◆ Directions
Nothing but the lines from the start of the records through the line that contains "Target: log bridge deck" is to be copied, and each is to be copied exactly.

(Dataset entries)

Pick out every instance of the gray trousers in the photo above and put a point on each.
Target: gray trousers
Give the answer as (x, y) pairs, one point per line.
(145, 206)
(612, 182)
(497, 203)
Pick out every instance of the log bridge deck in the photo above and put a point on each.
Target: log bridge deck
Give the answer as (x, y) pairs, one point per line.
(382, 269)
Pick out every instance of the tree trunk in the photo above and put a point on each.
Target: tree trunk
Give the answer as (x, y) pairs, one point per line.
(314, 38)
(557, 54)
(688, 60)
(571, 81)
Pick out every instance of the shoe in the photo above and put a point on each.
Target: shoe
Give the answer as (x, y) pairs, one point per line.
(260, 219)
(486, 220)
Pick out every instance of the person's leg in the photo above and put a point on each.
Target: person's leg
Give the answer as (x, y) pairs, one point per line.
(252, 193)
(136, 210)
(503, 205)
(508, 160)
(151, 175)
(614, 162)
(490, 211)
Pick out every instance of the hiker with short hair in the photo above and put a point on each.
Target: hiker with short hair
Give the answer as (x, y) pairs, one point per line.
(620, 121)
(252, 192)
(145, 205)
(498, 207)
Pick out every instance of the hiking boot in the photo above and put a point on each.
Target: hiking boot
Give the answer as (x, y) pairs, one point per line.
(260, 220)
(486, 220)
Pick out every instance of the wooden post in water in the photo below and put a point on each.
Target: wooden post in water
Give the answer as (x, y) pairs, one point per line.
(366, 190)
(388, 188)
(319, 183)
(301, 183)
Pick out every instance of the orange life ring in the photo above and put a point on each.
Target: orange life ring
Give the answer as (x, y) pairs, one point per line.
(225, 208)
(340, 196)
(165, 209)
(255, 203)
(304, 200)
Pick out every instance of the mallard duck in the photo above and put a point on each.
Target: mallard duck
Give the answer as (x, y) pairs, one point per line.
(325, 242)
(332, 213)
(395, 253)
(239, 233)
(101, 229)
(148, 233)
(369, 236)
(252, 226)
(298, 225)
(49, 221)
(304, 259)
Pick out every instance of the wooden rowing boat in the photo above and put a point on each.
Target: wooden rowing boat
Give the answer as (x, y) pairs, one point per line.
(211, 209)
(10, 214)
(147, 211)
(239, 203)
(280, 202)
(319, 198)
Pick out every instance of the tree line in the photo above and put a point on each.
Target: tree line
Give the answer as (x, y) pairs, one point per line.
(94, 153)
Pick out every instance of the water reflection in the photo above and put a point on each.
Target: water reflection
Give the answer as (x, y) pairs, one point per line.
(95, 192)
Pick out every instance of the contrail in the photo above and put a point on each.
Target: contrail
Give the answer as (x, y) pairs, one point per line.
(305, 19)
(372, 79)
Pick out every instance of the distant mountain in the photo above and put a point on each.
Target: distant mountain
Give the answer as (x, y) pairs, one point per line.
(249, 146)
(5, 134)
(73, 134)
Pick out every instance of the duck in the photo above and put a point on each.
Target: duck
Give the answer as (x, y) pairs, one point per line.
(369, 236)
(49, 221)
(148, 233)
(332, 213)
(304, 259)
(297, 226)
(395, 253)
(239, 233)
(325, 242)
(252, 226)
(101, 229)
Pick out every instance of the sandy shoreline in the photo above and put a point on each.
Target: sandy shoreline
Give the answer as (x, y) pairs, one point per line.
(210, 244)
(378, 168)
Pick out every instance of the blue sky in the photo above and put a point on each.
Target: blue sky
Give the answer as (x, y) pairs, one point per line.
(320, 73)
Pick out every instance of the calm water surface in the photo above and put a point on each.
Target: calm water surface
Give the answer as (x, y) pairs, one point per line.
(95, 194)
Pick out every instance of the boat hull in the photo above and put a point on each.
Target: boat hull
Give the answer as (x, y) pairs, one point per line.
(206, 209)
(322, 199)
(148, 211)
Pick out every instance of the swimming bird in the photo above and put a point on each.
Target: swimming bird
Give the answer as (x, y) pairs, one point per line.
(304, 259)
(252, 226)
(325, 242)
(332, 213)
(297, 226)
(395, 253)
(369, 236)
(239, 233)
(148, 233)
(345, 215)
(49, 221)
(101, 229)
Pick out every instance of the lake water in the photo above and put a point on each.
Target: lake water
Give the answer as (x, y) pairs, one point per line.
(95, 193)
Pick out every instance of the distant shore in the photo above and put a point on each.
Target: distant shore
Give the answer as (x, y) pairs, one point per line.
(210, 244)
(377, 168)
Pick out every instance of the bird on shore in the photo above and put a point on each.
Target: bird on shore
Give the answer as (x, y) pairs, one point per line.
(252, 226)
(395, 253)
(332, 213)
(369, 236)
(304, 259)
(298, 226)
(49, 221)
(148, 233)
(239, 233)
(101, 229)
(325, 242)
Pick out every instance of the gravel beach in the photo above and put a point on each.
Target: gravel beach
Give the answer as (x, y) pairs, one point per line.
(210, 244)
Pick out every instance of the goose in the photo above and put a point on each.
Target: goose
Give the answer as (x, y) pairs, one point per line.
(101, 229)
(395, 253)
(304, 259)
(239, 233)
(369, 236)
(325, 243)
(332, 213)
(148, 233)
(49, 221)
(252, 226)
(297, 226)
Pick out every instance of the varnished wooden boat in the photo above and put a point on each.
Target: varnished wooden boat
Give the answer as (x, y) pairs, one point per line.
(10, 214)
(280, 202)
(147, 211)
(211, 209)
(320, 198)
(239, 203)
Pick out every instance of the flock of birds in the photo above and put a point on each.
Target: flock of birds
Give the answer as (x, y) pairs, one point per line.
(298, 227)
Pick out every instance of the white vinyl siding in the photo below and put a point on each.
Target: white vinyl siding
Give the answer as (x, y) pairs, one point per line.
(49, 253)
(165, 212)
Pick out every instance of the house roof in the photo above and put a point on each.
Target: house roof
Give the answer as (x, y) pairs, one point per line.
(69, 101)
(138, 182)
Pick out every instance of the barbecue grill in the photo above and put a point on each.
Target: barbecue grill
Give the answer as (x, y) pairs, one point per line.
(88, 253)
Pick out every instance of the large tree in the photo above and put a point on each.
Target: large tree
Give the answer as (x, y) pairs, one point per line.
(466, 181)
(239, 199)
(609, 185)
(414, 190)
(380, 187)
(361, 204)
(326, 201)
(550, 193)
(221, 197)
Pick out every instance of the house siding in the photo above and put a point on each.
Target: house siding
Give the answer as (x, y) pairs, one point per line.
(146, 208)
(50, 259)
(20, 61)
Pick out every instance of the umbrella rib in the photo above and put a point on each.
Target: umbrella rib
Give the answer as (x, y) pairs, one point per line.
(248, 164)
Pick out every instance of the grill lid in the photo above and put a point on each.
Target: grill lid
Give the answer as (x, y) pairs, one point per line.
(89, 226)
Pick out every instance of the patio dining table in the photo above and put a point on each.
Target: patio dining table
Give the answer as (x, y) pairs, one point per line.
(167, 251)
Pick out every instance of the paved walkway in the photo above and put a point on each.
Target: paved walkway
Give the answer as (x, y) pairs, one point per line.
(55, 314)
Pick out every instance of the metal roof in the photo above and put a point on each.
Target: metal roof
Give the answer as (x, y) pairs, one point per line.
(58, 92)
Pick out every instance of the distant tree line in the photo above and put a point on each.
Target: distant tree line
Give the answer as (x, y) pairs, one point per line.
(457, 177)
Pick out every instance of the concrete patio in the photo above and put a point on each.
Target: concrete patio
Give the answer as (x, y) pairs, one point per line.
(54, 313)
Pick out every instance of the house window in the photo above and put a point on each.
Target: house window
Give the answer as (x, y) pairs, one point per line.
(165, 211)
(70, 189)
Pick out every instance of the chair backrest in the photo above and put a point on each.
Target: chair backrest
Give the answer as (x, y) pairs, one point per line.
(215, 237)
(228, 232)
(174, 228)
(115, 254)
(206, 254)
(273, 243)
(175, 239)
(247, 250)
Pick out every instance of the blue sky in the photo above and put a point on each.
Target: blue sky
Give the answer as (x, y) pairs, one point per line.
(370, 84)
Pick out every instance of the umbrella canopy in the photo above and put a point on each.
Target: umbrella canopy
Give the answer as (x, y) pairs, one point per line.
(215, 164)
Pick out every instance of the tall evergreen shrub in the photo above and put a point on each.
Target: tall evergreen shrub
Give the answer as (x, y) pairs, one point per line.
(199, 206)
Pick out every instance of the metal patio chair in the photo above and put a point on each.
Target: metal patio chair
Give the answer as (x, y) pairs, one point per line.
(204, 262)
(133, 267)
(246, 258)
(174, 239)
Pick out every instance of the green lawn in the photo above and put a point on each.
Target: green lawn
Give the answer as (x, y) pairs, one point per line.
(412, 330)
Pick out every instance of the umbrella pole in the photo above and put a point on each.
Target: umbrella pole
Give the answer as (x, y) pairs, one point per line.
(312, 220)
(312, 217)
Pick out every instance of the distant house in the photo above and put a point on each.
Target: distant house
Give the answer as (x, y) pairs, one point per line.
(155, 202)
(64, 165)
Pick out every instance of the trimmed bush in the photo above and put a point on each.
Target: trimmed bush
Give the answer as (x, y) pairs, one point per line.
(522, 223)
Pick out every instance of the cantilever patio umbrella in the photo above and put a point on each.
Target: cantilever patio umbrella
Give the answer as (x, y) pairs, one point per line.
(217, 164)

◆ Exercise output
Pick out every instance of the gray trousers in the photo above and put a point on each.
Target: gray trousers
Give the answer as (x, y) pairs, one point per line.
(145, 206)
(612, 182)
(497, 203)
Pick out every instance of the log bridge deck in the photo above and put a point on each.
Target: log bridge deck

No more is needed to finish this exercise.